● Exercise requirements: Substitute "down coat" for every occurrence of "puffy jacket" in the entries below, and write out all their lines otherwise unchanged. Leave the pictures out of your answer.

Object position labeling entries:
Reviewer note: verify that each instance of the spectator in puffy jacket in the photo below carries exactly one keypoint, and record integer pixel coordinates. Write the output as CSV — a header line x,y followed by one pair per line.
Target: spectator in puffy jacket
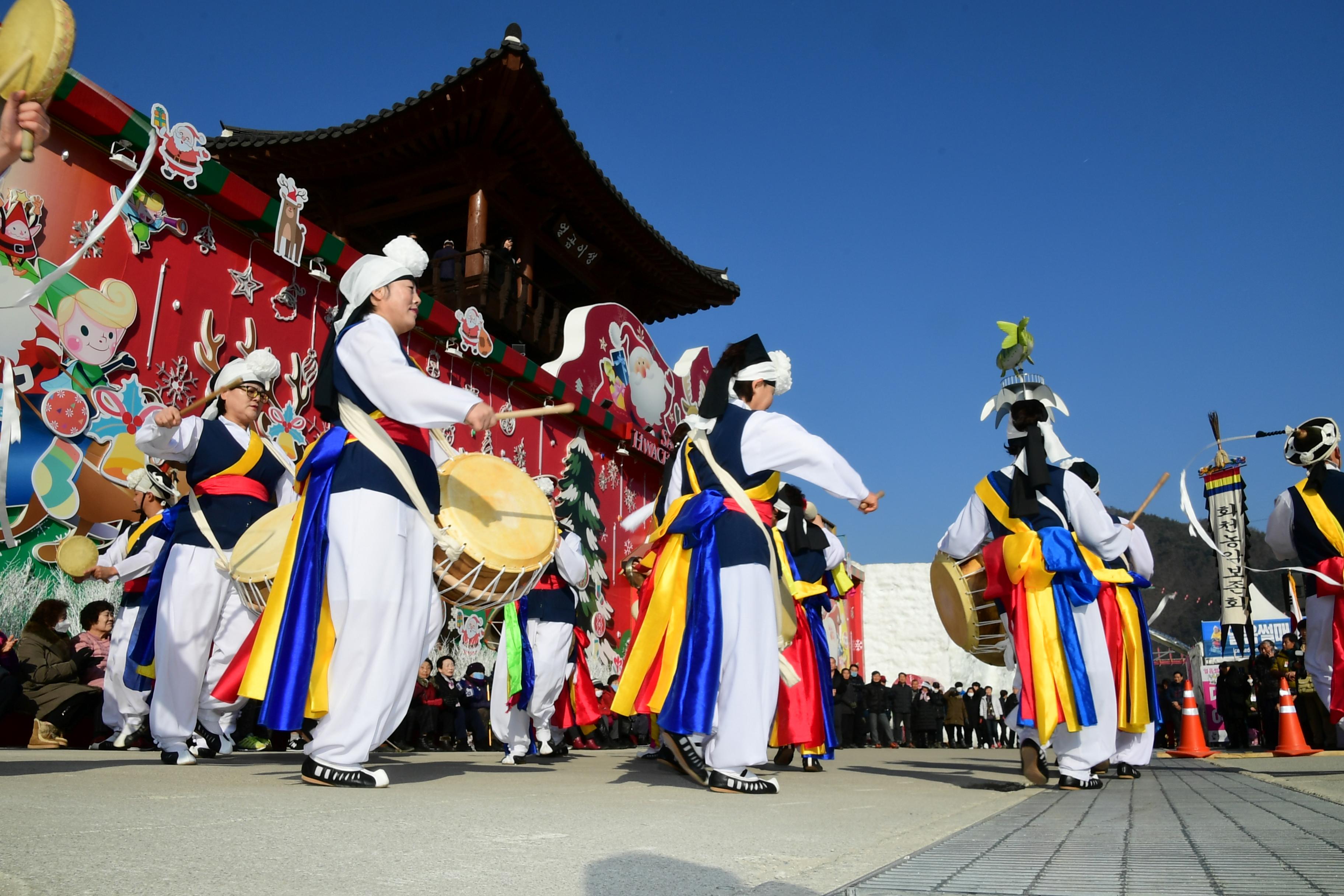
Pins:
x,y
902,702
877,699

● Correct result:
Reviewer note: verify that each instance of the spectator in down coat in the photo below carries exactly one keypoint, and record integer pixel coordinates. Write the output as CSV — a header line x,y followed by one pair per line.
Target: spectator in down coat
Pins:
x,y
902,702
877,699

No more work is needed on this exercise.